**Stated exercise:**
Write out the full listing exactly as given, minus the images.

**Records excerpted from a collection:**
'''

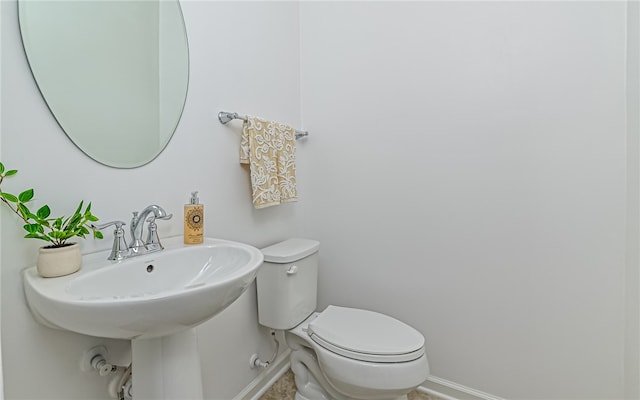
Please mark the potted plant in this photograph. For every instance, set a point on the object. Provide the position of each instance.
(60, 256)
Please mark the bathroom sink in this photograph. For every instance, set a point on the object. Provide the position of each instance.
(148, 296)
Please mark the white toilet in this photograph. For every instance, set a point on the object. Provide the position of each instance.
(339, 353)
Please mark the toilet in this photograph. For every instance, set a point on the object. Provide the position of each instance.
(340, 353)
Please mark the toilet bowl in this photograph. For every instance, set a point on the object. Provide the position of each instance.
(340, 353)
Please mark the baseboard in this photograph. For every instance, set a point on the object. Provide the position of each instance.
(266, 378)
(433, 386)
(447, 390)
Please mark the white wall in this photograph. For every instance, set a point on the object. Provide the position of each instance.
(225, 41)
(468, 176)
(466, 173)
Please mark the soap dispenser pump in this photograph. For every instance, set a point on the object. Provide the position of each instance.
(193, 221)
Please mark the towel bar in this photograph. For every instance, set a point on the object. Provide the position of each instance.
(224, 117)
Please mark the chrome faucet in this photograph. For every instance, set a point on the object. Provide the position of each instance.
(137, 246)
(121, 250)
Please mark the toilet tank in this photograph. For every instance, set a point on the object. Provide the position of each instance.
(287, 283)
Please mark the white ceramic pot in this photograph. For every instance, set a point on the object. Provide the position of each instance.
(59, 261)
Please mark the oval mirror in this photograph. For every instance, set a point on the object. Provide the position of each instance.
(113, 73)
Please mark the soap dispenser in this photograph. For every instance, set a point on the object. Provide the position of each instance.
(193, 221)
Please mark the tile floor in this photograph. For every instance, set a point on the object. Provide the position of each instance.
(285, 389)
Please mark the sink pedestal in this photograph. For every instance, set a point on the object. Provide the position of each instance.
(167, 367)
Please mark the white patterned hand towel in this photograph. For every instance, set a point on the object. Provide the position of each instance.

'''

**Exercise response:**
Please mark the potted plant in this photograph. For every instance, set a point on the object. Provide the position of each instance.
(60, 256)
Please mark the bathroom sink in this photograph. For every instance, set a point on the object. Provide the position of each instance.
(148, 296)
Please mark the white toilet in this photograph. For every instance, set a point on the object. Provide the position of each instance.
(339, 353)
Please mark the toilet in this photograph. For every instance, set a point on the object. Provide the position of each instance.
(340, 353)
Please mark the toilet bowl in this photograph. For every instance, set a point on the object. Provide the position of each instance.
(340, 353)
Please mark the baseboard in this photograph. For every instance, set a point on the object. Provide the position of each instance.
(266, 378)
(433, 386)
(447, 390)
Please mark the white wall in this photograph. For every instance, set a point on the object. Provide the position of each instance.
(225, 41)
(468, 176)
(466, 173)
Please mark the soap dispenser pump in this photograph. For every instance, set a point on the object. Provide the position of each instance.
(193, 221)
Please mark the towel bar in this photograph. For every instance, set a point on the object. Provide the position of each instance.
(224, 117)
Please mark the chrome faucet in this photograph. For every instance, set a point on the object. Provide the position of each instance.
(137, 246)
(121, 250)
Please mark the toilet tank in this photograph. For every instance, set a point on the object. Provide the position of each instance.
(287, 283)
Please mark the white ceramic pot in this photograph. For every instance, set a point on the object. Provide the position of each instance.
(59, 261)
Please mark the oval mirror in this photograph. For every instance, set a point on the object. Provide the position of each instance.
(113, 73)
Please mark the soap dispenser in this photograph. For every instance, set a point on the object. Provide the position of each instance.
(193, 221)
Please mark the tile floor in this photograph. For every instance, set a point on the object. Provide the position of each instance.
(285, 389)
Please mark the sink pedestal in this photograph. For every instance, set a point on the object. Provide the position of each instance.
(167, 367)
Please mark the white patterned hand towel in this photograph. For every instance, set a point on the object. Provide the position of each instance.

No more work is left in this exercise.